Conjure Deadfall, may be of use depending upon your GM's final call, as it is a way to get some no-save damage, even if it is one-use, you just have to rig up an apparatus to hold it and then drop it when necessary. You'd have to discuss with your GM about whether this would save you any money making the mundane part of the trap to load it with the ammunition you've created magically for free. If it's made on the floor and left there, it can also serve as a blockade for certain areas that could then serve to funnel them into a trap or monster's lair while they dealt with it, unless your GM rules it can only be conjured mid-air.

As far as baiting traps goes, the Create Armaments spell has a loophole for wealth generation by making weapons and armor out of solid gold, especially Chainmail armor and Tower Shields. Solid gold or gold-plated weapons and armor are very shiny and will attract the attention of murder hobos, so it can act as bait.

The Full Pouch spell can be used to cheaply (or for free with False Focus) produce an awful lot of alchemical items such as Acid or Alchemist Fire or even certain kinds of fireworks over time. This can both produce bait by having some alchemical items that appear to be treasure as well as be used to make traps or arm guardian creatures.

Metamagic of interest would include Heighten Spell in order to make the various spell traps have more difficult Save DCs, Disable Device DCs, and Perception DCs.

Planar Binding and getting a Djinn can provide you with all of the plant-based poison you could ever need for your mundane traps, saving you a pretty penny.

Animate Dead can make you a whole mess of Beheaded. If you have an area where they can't get out of it and that enemies will get funneled into, such as by being dropped there by a pit trap, the Beheaded can be made with ranged touch attacks that deal energy damage of various types or even have swarm attacks. At the low, low cost of oodles upon oodles of heads, you could make a room where statistically, most of the monsters in the game would perish from the sheer number of ranged touch attacks they'd be dealing with.

▶ Material:
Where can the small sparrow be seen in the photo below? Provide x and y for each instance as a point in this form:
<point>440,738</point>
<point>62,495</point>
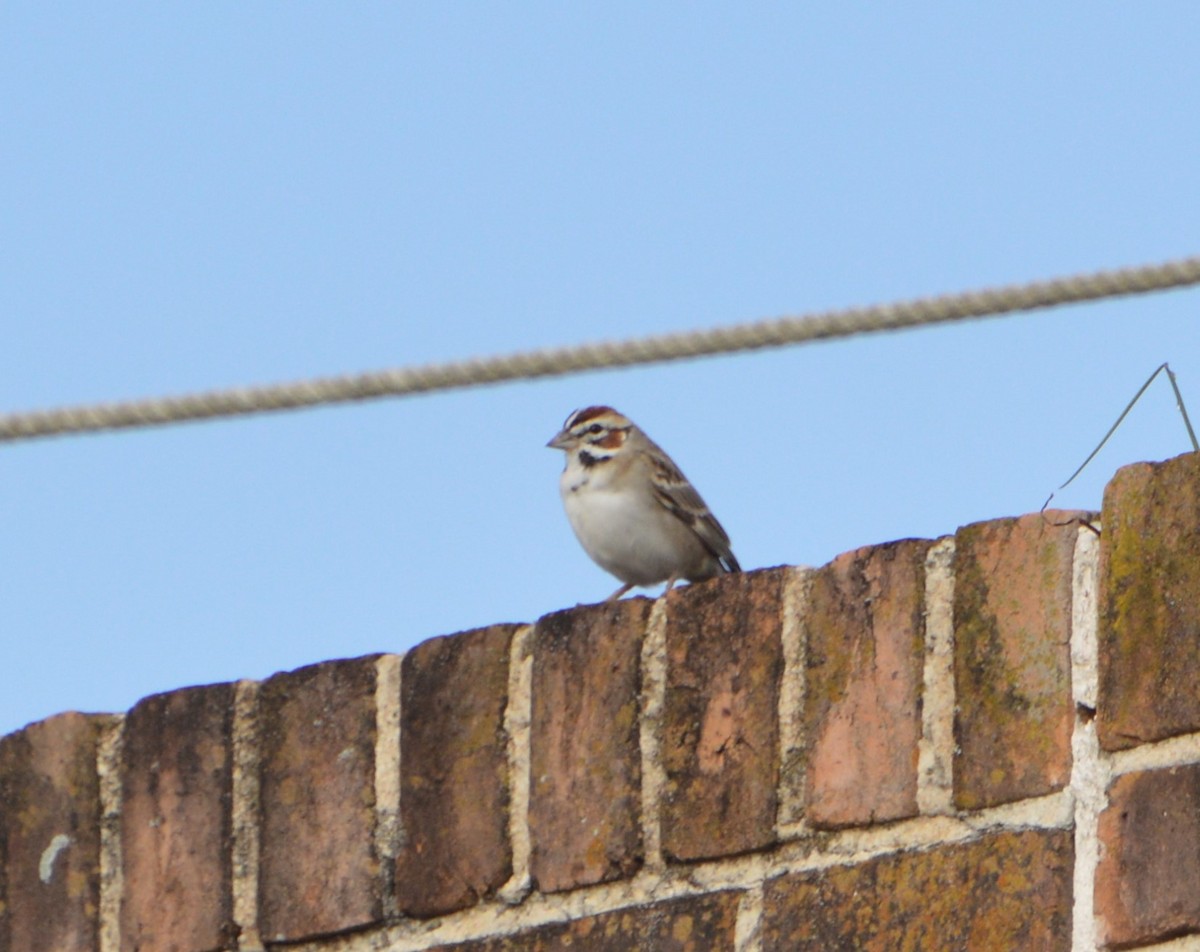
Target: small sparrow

▶ Task set:
a – Answer these questions using the advice on spells for traps:
(i) Which armor and which shield does it single out for making from solid gold with Create Armaments?
(ii) Which metamagic does it name for raising the DCs of spell traps?
(iii) What creature does it suggest getting with Planar Binding as a source of plant-based poison?
b – How would you carry on the advice about using spells to build and bait traps, picking up right after its final sentence?

▶ Answers to each task:
a –
(i) Chainmail armor and Tower Shields.
(ii) Heighten Spell.
(iii) A Djinn.

b –
Bloody Skeletons would be another option, as there are only specific ways to kill those. Call Animal could be employed to get animals with a suitably vicious chassis for use as such a guardian creature.

Create Undead can make Juju Zombies which retain their class levels along with a number of other forms of undead. Though with intelligent undead, many of them carry with them some risk of undermining your defenses to escape, though there are also a few things one can make with Create Undead that do obey their creator or will if the creator is high enough level.

Call Animal can also be employed to help gather animals to use for the Anthropomorphic Animal + Awaken + Permanency combo to make a servitor race to guard an area.

In terms of materials, you could use Transfiguring Touch to turn dirt or stone or even ice into Wood or Iron, it's pretty cheap as long as you're not using the higher CL ability to make precious metals.

Transfiguring Touch can combine well with Wood Shape or Stone Shape to get things like grates in the shape you want and then you can make them iron. It's also a way for you to cheaply turn wooden doors into iron doors for your dungeon's security.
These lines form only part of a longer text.